--- begin ---

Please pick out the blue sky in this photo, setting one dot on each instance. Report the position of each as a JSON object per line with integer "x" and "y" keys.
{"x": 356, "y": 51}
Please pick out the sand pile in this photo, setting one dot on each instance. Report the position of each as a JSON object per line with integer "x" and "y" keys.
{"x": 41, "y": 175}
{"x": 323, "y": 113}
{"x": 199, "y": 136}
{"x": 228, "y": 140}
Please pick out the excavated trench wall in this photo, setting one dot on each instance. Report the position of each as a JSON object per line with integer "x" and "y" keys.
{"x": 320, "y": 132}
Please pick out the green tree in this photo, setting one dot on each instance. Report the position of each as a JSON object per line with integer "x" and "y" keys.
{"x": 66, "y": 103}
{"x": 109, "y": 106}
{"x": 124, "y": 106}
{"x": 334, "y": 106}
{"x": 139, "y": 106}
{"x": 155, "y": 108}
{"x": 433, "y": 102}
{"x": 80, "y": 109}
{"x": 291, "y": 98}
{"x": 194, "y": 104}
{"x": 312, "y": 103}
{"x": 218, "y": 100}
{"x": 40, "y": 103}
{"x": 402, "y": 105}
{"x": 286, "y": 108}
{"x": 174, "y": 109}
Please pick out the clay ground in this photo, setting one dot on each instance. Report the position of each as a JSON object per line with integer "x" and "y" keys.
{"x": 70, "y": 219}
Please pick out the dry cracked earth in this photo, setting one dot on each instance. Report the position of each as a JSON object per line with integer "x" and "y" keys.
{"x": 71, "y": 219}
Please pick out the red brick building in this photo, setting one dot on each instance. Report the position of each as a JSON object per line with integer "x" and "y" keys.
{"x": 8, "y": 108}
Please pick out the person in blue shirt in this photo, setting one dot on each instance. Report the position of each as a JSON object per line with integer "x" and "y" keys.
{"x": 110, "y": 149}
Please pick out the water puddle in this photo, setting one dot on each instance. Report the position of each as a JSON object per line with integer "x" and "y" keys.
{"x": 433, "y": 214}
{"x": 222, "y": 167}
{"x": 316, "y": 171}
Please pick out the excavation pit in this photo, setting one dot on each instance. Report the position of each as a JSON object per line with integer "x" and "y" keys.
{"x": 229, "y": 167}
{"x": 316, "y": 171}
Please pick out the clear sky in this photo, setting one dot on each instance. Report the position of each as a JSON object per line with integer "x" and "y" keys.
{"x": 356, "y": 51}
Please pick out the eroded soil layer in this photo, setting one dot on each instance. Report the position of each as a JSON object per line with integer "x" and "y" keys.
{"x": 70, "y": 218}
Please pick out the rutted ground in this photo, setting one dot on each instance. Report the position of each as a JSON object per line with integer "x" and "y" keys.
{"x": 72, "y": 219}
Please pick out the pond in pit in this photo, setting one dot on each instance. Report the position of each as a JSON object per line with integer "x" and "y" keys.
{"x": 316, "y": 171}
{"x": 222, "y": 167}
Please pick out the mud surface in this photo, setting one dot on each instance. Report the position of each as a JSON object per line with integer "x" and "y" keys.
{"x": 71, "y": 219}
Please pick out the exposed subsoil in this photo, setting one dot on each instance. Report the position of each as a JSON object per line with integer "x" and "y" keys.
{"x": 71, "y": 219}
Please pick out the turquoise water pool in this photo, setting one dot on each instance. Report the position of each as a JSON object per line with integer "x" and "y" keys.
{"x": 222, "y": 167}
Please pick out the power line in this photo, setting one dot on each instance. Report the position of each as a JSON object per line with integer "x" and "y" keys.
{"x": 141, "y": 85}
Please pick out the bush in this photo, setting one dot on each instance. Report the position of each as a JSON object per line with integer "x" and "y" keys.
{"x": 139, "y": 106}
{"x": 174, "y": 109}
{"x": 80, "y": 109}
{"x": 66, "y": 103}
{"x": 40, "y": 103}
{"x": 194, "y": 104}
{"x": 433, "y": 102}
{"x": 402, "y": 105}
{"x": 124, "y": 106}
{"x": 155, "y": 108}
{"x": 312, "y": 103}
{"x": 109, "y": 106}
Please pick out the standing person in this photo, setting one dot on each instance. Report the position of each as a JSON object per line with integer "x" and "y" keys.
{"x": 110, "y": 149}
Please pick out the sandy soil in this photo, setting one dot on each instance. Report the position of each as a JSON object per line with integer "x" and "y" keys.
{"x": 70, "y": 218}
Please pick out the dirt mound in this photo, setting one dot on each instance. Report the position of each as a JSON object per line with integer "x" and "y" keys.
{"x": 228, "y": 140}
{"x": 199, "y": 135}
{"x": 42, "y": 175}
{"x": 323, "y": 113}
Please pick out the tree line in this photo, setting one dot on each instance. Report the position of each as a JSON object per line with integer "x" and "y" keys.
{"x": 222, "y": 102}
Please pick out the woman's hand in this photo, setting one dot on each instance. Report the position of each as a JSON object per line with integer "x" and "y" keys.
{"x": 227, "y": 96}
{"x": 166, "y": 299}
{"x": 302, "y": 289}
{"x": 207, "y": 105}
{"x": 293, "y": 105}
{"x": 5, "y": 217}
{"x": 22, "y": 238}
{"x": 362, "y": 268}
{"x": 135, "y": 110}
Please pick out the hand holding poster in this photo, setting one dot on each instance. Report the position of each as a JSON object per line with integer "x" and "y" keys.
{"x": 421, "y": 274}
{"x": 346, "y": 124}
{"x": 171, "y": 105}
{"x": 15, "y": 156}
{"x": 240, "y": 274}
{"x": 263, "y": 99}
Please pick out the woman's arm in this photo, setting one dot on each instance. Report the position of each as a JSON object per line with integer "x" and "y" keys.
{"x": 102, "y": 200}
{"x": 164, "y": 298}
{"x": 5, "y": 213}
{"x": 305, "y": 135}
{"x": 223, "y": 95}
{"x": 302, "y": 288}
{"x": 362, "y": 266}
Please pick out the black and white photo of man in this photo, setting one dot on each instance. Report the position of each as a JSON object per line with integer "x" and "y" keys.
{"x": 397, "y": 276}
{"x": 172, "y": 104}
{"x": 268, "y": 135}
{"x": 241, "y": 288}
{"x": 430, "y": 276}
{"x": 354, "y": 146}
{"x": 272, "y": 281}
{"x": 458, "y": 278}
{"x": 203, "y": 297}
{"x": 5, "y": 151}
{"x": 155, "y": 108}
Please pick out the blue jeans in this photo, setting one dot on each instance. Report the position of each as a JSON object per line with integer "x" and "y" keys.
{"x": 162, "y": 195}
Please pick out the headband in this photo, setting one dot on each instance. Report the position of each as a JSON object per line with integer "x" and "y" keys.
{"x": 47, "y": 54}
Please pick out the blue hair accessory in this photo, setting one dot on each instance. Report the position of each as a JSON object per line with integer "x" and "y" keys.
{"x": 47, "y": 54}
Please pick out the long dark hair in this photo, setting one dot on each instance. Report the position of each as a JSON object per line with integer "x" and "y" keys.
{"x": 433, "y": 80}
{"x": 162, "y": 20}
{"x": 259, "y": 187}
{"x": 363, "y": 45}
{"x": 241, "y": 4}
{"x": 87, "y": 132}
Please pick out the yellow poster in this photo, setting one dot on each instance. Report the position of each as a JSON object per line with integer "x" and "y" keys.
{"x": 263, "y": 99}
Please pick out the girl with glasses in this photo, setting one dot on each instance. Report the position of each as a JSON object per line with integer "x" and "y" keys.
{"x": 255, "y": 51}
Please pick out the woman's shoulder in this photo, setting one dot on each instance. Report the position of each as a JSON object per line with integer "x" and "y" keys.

--- end ---

> [Written instruction]
Repeat every line of the data, exactly and in full.

> [Reply to the exercise]
Please pick out the blue sky in this photo, setting one dot on each instance. Report the position of each as a JSON object per line with integer "x" and "y" keys.
{"x": 356, "y": 51}
Please pick out the sand pile in this photo, setting one dot on each instance. Report the position of each as a JSON object per line with integer "x" and "y" keys.
{"x": 41, "y": 175}
{"x": 323, "y": 113}
{"x": 199, "y": 136}
{"x": 228, "y": 140}
Please pick out the excavated trench wall in this photo, setting one dot on each instance. Report the position of each as a JSON object per line with integer "x" and "y" keys.
{"x": 320, "y": 132}
Please pick out the green tree in this photo, setting one dot on each instance. Report the position of each as a JSON object per line with integer "x" and "y" keys.
{"x": 66, "y": 103}
{"x": 109, "y": 106}
{"x": 124, "y": 106}
{"x": 334, "y": 106}
{"x": 139, "y": 106}
{"x": 155, "y": 108}
{"x": 433, "y": 102}
{"x": 80, "y": 109}
{"x": 291, "y": 98}
{"x": 194, "y": 104}
{"x": 312, "y": 103}
{"x": 218, "y": 100}
{"x": 40, "y": 103}
{"x": 402, "y": 105}
{"x": 286, "y": 108}
{"x": 174, "y": 109}
Please pick out the clay ground in this photo, setting one dot on each instance. Report the position of each as a JSON object per line with integer "x" and "y" keys.
{"x": 70, "y": 219}
Please pick out the dry cracked earth in this photo, setting one dot on each instance. Report the position of each as a JSON object per line with integer "x" and "y" keys.
{"x": 71, "y": 219}
Please pick out the red brick building in this photo, setting one dot on each instance. Report the position of each as a JSON object per line with integer "x" and "y" keys.
{"x": 8, "y": 108}
Please pick out the person in blue shirt in this photo, setting one dot on each instance. Report the position of each as a JSON object per line with integer "x" and "y" keys.
{"x": 110, "y": 149}
Please pick out the water puddle in this photo, setting one dot on each instance. Report the position of each as a JSON object per line with integer "x" and "y" keys.
{"x": 433, "y": 214}
{"x": 222, "y": 167}
{"x": 316, "y": 171}
Please pick out the excavation pit in this photo, setting one dot on each instance. Report the position of each as a JSON object per line with integer "x" and "y" keys.
{"x": 229, "y": 167}
{"x": 316, "y": 171}
Please pick out the clear sky in this photo, setting one dot on each instance. Report the position of each as a JSON object per line with integer "x" and "y" keys.
{"x": 356, "y": 51}
Please pick out the eroded soil layer in this photo, setting one dot on each instance. Report the position of each as a JSON object per line with integer "x" and "y" keys.
{"x": 70, "y": 218}
Please pick out the rutted ground in this photo, setting one dot on each instance. Report the position of each as a JSON object per line with integer "x" and "y" keys.
{"x": 72, "y": 219}
Please pick out the pond in pit in this photo, setting one dot on each instance. Report the position of each as a JSON object per line with integer "x" and "y" keys.
{"x": 316, "y": 171}
{"x": 222, "y": 167}
Please pick out the mud surface in this photo, setting one dot on each instance. Report the position of each as a JSON object per line with integer "x" and "y" keys.
{"x": 71, "y": 219}
Please pick out the exposed subsoil in this photo, setting one dot on each instance. Report the position of each as a JSON object per line with integer "x" and "y" keys.
{"x": 71, "y": 219}
Please pick out the turquoise water pool in this photo, setting one dot on each instance. Report the position of each as a JSON object per line with integer "x" and "y" keys.
{"x": 222, "y": 167}
Please pick out the power line in this photo, setting one dot on each instance. Report the position of each as a JSON object per line with integer "x" and "y" keys.
{"x": 141, "y": 85}
Please pick out the bush in this photo, setting one dot on each instance. Report the position of each as a JSON object per line with integer "x" and "y" keys.
{"x": 139, "y": 106}
{"x": 174, "y": 109}
{"x": 80, "y": 109}
{"x": 66, "y": 103}
{"x": 40, "y": 103}
{"x": 194, "y": 104}
{"x": 433, "y": 102}
{"x": 402, "y": 105}
{"x": 124, "y": 106}
{"x": 155, "y": 108}
{"x": 312, "y": 103}
{"x": 109, "y": 106}
Please pick out the standing person in this photo, setting one dot on each instance. Report the position of each as a JSON object per line with integer "x" and "y" keys.
{"x": 110, "y": 149}
Please pick out the sandy soil in this photo, setting one dot on each instance. Report the position of each as a JSON object per line with integer "x" and "y" keys.
{"x": 70, "y": 218}
Please pick out the dirt mound in this photo, setting one dot on each instance. Report the position of each as a JSON object per line with integer "x" and "y" keys.
{"x": 228, "y": 140}
{"x": 199, "y": 135}
{"x": 42, "y": 175}
{"x": 323, "y": 113}
Please pick out the tree line in this photo, setting one dot on each instance. Report the position of each as a JSON object per line with integer "x" and "y" keys.
{"x": 222, "y": 102}
Please pick out the woman's hand in this photo, setting one dot on each instance. Report the position of each as a JSON object per line with integer "x" and "y" keys.
{"x": 227, "y": 96}
{"x": 166, "y": 299}
{"x": 302, "y": 289}
{"x": 207, "y": 105}
{"x": 293, "y": 105}
{"x": 5, "y": 217}
{"x": 22, "y": 238}
{"x": 362, "y": 268}
{"x": 135, "y": 110}
Please pick out the hand holding poster in this photo, setting one dot on each instance. Report the position of each as a JSON object per line with integer "x" and "y" keys.
{"x": 421, "y": 274}
{"x": 346, "y": 124}
{"x": 171, "y": 105}
{"x": 15, "y": 156}
{"x": 240, "y": 274}
{"x": 263, "y": 99}
Please pick out the woman's arm in this photo, setting one dot on each instance. Report the position of each as a JSON object per line with integer "x" and "y" keys.
{"x": 102, "y": 200}
{"x": 164, "y": 298}
{"x": 5, "y": 213}
{"x": 305, "y": 135}
{"x": 223, "y": 95}
{"x": 302, "y": 288}
{"x": 362, "y": 266}
Please pick out the black and white photo of man in this photo, setting one dot on each instance. Report the position of each as a JSON object per line with integer "x" and "y" keys.
{"x": 397, "y": 276}
{"x": 172, "y": 104}
{"x": 268, "y": 135}
{"x": 241, "y": 288}
{"x": 430, "y": 276}
{"x": 354, "y": 146}
{"x": 272, "y": 281}
{"x": 458, "y": 278}
{"x": 203, "y": 297}
{"x": 5, "y": 151}
{"x": 155, "y": 108}
Please pick out the blue jeans in this photo, setting one dot on each instance. Report the position of each as a JSON object per line with integer "x" and "y" keys.
{"x": 162, "y": 195}
Please pick out the headband in this photo, setting one dot on each instance. Report the position of each as a JSON object per line with integer "x" and "y" keys.
{"x": 47, "y": 54}
Please pick out the blue hair accessory in this photo, setting one dot on each instance. Report the position of each as a JSON object per line with integer "x" and "y" keys.
{"x": 47, "y": 54}
Please pick out the long dark hair in this photo, setting one dot on each instance. Report the position of each as a JSON object per line with integer "x" and "y" keys.
{"x": 433, "y": 80}
{"x": 162, "y": 20}
{"x": 259, "y": 187}
{"x": 363, "y": 45}
{"x": 241, "y": 4}
{"x": 87, "y": 132}
Please pick out the yellow poster in this photo, setting one dot on each instance. Report the position of each as a JSON object per line with integer "x" and "y" keys.
{"x": 263, "y": 99}
Please pick out the girl with glasses in this photo, setting one dot on each instance. Report the position of each as a JSON object per line with integer "x" and "y" keys.
{"x": 255, "y": 51}
Please pick out the woman's shoulder in this photo, setting one dot on each instance. Report the position of each as a JSON object per line with integer "x" and "y" keys.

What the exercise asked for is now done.